§ WHAT NEEDS TO BE DONE: Reproduce each of the rows below verbatim, keeping every character and line break unchanged.

┄┄┄┄┄┄┄┄┄┄┄┄┄┄┄┄┄┄┄┄

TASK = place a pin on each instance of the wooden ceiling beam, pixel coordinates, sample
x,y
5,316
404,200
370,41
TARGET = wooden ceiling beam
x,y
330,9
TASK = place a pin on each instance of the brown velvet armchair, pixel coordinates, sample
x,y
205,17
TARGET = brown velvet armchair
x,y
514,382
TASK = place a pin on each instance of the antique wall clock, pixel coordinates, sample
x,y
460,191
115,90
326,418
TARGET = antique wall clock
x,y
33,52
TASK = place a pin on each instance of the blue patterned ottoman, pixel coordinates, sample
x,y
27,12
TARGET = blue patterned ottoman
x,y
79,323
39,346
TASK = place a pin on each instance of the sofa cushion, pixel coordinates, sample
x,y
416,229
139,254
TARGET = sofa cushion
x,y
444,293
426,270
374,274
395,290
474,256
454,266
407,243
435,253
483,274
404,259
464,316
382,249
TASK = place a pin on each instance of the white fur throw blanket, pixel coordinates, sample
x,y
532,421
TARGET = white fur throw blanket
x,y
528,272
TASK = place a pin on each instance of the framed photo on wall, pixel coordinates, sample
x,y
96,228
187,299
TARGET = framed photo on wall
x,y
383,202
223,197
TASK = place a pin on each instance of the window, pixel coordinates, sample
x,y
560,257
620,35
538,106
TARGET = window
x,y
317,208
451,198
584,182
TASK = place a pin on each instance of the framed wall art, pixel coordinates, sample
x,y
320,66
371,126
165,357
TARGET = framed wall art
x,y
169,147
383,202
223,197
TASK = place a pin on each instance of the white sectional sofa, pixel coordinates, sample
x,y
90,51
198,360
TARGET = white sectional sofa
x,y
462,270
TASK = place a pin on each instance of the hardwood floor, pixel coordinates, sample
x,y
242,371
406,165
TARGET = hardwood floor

┄┄┄┄┄┄┄┄┄┄┄┄┄┄┄┄┄┄┄┄

§ SOLUTION FOR THIS EXERCISE:
TASK = place a pin on each instance of the wooden ceiling beam, pixel coordinates, sample
x,y
5,316
404,200
370,41
TARGET = wooden ceiling beam
x,y
330,9
TASK = place a pin on each instance of the brown velvet armchair, pixel coordinates, sample
x,y
205,17
TARGET = brown velvet armchair
x,y
514,382
TASK = place a pin on each instance of the antique wall clock, pixel coordinates, sample
x,y
460,191
115,90
326,418
TARGET = antique wall clock
x,y
33,52
TASK = place a pin on each instance of the blue patterned ottoman, pixel coordinates, sample
x,y
27,12
TARGET = blue patterned ottoman
x,y
79,323
39,346
TASK = place a pin on each instance of the sofa cushion, pixel coordinates, sample
x,y
416,229
139,254
TARGET = sofa cushion
x,y
444,293
426,270
374,274
395,290
474,256
454,266
407,243
435,253
483,274
404,259
464,316
382,249
TASK = place a pin on each instance of the white fur throw blanket, pixel coordinates, sample
x,y
532,421
TARGET = white fur throw blanket
x,y
528,272
TASK = place a pin on each instance of the framed photo on wall, pixel coordinates, sample
x,y
96,228
187,299
TARGET = framed photo on wall
x,y
383,202
223,197
TASK = place a pin on each instance of the window, pixel coordinates, sample
x,y
560,257
620,35
538,106
TARGET = window
x,y
317,208
451,198
584,182
TASK = place a pin on each instance of the framed wall art, pixel coordinates, sample
x,y
320,66
371,126
165,357
TARGET = framed wall art
x,y
169,147
383,202
223,197
TASK = place a pin on each instance of the white sectional sofa, pixel coordinates, sample
x,y
90,51
198,360
TARGET = white sectional sofa
x,y
462,270
TASK = place a pin on each instance of the hardwood floor, pixel coordinates, sample
x,y
242,371
406,165
TARGET = hardwood floor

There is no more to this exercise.